Objective: Convert the lines of the material below into a numbered list, dropping any blank lines. Leave the pictures out of your answer.

Location labeling records:
** Start **

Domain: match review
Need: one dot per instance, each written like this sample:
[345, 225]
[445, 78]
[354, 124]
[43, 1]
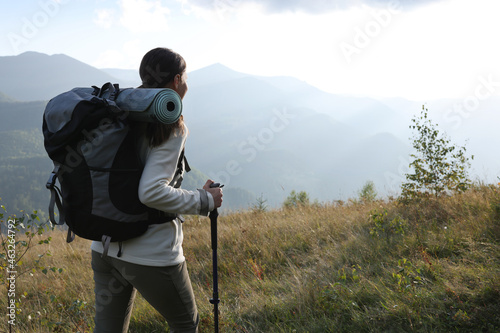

** End **

Result of this task:
1. Domain: match review
2. Need: one dot per instance, each written like this sample:
3. [345, 225]
4. [445, 78]
5. [354, 124]
6. [43, 1]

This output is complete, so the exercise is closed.